An exact restatement of all the data is required, with the pictures left out.

* DATA FOR THE TASK:
══════

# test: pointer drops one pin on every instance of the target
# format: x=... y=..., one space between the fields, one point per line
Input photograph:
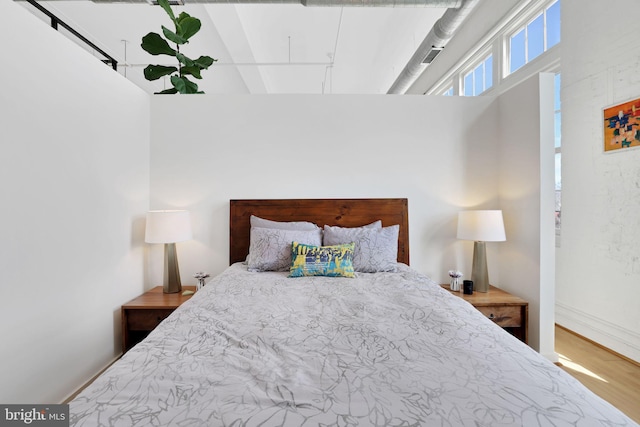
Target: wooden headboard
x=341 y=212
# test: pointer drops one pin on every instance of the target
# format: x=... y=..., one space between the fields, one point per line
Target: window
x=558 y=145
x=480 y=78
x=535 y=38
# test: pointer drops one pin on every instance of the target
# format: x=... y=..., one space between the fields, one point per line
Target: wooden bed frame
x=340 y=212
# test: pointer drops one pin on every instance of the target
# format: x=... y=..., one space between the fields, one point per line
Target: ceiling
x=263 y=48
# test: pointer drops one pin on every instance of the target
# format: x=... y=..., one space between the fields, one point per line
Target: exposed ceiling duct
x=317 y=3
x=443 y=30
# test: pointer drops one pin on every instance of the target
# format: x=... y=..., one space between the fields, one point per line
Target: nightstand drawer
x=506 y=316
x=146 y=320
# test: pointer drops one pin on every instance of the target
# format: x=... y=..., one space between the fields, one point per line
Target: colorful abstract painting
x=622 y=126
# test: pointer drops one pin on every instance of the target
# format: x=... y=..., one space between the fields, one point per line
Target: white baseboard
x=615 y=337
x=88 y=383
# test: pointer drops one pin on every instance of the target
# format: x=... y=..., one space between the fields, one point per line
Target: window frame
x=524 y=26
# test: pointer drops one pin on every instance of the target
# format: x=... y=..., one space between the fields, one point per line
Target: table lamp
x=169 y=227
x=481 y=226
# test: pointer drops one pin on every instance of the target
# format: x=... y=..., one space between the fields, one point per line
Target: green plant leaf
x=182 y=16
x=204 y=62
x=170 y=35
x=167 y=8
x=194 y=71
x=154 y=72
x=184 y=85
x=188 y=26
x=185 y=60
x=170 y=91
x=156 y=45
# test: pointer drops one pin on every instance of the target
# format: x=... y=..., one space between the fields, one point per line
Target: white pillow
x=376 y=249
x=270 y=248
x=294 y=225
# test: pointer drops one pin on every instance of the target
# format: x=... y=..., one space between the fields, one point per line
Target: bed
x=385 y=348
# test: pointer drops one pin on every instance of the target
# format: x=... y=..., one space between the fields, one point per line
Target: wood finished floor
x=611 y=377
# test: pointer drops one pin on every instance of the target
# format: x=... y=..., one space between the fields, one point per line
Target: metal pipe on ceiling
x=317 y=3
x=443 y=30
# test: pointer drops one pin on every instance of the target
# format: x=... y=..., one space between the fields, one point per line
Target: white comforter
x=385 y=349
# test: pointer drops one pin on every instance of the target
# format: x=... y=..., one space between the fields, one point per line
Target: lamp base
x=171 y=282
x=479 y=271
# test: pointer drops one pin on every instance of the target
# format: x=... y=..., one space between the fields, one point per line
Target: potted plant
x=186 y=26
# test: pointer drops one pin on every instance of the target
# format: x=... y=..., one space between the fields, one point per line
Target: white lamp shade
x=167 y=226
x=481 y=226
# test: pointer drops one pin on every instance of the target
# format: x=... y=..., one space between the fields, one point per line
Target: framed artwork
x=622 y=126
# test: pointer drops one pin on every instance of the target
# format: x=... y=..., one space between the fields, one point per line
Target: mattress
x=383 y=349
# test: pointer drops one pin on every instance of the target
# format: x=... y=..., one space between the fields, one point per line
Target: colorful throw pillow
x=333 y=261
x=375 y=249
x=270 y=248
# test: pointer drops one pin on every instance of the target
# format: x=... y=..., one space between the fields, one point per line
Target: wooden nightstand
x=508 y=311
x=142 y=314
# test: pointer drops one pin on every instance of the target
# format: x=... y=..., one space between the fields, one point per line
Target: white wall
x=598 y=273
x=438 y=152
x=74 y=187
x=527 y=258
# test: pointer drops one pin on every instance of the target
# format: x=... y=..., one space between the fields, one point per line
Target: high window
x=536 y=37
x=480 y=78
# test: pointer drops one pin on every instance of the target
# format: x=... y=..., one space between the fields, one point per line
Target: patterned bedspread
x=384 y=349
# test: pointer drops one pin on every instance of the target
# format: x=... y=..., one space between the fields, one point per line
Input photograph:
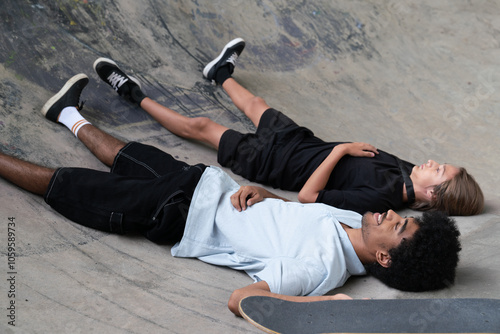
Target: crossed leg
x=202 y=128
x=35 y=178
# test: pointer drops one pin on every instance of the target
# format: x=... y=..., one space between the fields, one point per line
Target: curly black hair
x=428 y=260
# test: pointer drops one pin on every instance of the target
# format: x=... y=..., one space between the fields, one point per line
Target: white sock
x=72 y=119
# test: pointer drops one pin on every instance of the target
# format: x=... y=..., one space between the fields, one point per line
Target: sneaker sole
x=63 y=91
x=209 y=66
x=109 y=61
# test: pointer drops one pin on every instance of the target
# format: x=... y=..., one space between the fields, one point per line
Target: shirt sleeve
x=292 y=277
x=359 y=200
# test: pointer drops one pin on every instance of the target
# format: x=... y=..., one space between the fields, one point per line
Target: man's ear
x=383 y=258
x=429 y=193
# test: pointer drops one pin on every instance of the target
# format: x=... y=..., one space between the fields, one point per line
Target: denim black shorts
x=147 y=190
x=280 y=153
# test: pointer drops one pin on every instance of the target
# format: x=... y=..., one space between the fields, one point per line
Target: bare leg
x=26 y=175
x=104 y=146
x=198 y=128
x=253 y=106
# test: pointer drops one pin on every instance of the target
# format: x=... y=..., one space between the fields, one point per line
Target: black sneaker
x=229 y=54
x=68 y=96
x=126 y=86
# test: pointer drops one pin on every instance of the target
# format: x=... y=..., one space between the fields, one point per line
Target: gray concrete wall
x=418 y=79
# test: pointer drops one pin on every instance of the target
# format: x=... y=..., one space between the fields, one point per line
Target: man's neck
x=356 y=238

══════

* EXERCISE RESULT:
# test: pointer drops one pin on every instance of the target
# format: x=... y=..., one space between the fields, one point per line
Input photograph:
Target: wooden headboard
x=341 y=212
# test: pointer drops one pin on every instance of the target
# format: x=... y=..., one space between the fields, one point per line
Target: window
x=558 y=145
x=480 y=78
x=535 y=38
# test: pointer drops one pin on every instance of the target
# format: x=... y=..., one space between the fields, one point per line
Target: wooden bed frame
x=340 y=212
# test: pointer drops one pin on every instance of the target
# format: x=... y=..., one space between the fields, one point per line
Target: ceiling
x=263 y=48
# test: pointer drops one pin on every instance of the target
# format: x=... y=..., one space between the fields, one point per line
Target: exposed ceiling duct
x=317 y=3
x=443 y=30
# test: pointer drops one pin on every instance of the target
# format: x=... y=..., one space between the fields, one point per line
Target: nightstand drawer
x=506 y=316
x=146 y=320
# test: pointer drops one pin on every instance of the target
# format: x=... y=..., one space between the fields, one point per line
Target: colorful abstract painting
x=622 y=126
# test: pointer drops one pin on every instance of the target
# format: x=... y=..., one space between the fields, one point per line
Target: white baseboard
x=615 y=337
x=88 y=383
# test: pointer drops one pin on every instance of the target
# format: x=... y=..., one space between the fields, one point per line
Target: window frame
x=524 y=26
# test: pointer drops one pin on every instance of the target
# format: x=... y=..., one space between the fields, one point per line
Target: table lamp
x=169 y=227
x=481 y=226
# test: pointer drops one pin on every instance of the target
# format: x=... y=..., one space between the fields, one point per line
Target: green plant leaf
x=182 y=16
x=204 y=62
x=170 y=35
x=167 y=8
x=194 y=71
x=154 y=72
x=184 y=85
x=188 y=26
x=185 y=60
x=170 y=91
x=156 y=45
# test: pointer drops one pin on every instance of the target
# format: x=... y=..., one space between the fields, one point per line
Target: white pillow
x=376 y=249
x=270 y=248
x=294 y=225
# test: pointer drops one pin on every instance of the target
# format: x=... y=..., one space between the fields, one point per line
Target: bed
x=385 y=348
# test: pointer drops one pin on every instance of the target
# format: x=... y=..., one space between the fields, one point per line
Target: wood finished floor
x=611 y=377
# test: pointer drops one pin on every instance of the target
# format: x=... y=..., one space between the fields, one point per line
Target: metal pipe on ceiling
x=317 y=3
x=443 y=30
# test: pointer drops one pin on every instance of the target
# format: x=... y=..., one space between the fields, one point per line
Target: white comforter
x=385 y=349
# test: pointer drops one pin on every instance of the target
# format: x=... y=..., one space between the fields, one point per line
Target: lamp base
x=171 y=282
x=479 y=271
# test: pointer drops one pin on every instance of the target
# format: x=... y=..., one space between the fields, one point per line
Target: potted plant
x=186 y=26
# test: pointer drops one pin on every instance of the target
# format: x=... y=..., one space between the fields, one point per line
Target: white lamp shade
x=167 y=226
x=481 y=226
# test: pointer drops one pin on every instance of the target
# format: x=... y=..., one space between the fields, one point per line
Target: framed artwork
x=622 y=126
# test: pointer drops one pin on every instance of the target
# format: x=... y=..., one space between the fields, one point per line
Target: mattress
x=383 y=349
# test: pointer drops one pin on every instance of the target
# format: x=... y=..., one space between the fields, one point per line
Target: colorful throw pillow
x=333 y=261
x=375 y=249
x=270 y=248
# test: pointer drops one pin on every instance of the target
# format: x=... y=..., one space between the fields, one point per line
Target: wooden nightstand
x=508 y=311
x=142 y=314
# test: pointer drops one pin on every instance of the target
# format: x=... y=..., one space between the fields, one point per line
Target: white wall
x=598 y=273
x=438 y=152
x=74 y=187
x=527 y=258
# test: pointer drops one pin on every instance of the target
# format: x=... y=..., one space between the fields, one point per line
Target: high window
x=536 y=37
x=480 y=78
# test: pointer drops one pin on every instance of the target
# format: x=... y=..., one space between the fields, one point per line
Target: patterned bedspread
x=384 y=349
# test: pointer drops one pin on every instance of the target
# format: x=... y=..., one space between the fields, one point per line
Input photograph:
Target: crossed leg
x=202 y=128
x=35 y=178
# test: pointer drops one pin on every instance of the target
# format: x=... y=..., one space between the fields, one point per line
Target: curly black hair
x=428 y=260
# test: pointer drops one pin on every instance of the target
# format: x=... y=..., one space between the fields, one point per line
Target: white sock
x=72 y=119
# test: pointer drops one pin on every instance of the target
# format: x=... y=..., one space between the fields, one point per line
Target: sneaker sole
x=63 y=91
x=209 y=66
x=109 y=61
# test: pointer drops one pin on every instance of the target
# format: x=... y=..., one space between the fields, one point per line
Target: shirt sleeve
x=292 y=277
x=359 y=200
# test: pointer drops one pin on every instance of the target
# format: x=... y=..., one space between the fields, one point per line
Target: man's ear
x=383 y=258
x=429 y=193
# test: pointer drops one pin on every instance of the target
# format: x=... y=..., one space between the fields, one point per line
Target: denim black shorts
x=147 y=190
x=280 y=153
# test: pointer drops one pin on every instance of the target
# format: x=... y=..., one space between the fields, one point per line
Target: bare leg
x=26 y=175
x=104 y=146
x=198 y=128
x=253 y=106
# test: pointer drops one pin on every instance of the target
# format: x=... y=..., one space between the fields, one point per line
Target: black sneaker
x=229 y=54
x=68 y=96
x=126 y=86
# test: pointer drops one pin on every instance of the target
# format: x=... y=..., one space between the fields, one point per line
Target: gray concrete wall
x=418 y=79
# test: pointer drops one pin on every instance of the target
# format: x=... y=..., one space between the fields, one point per line
Target: man's neck
x=356 y=238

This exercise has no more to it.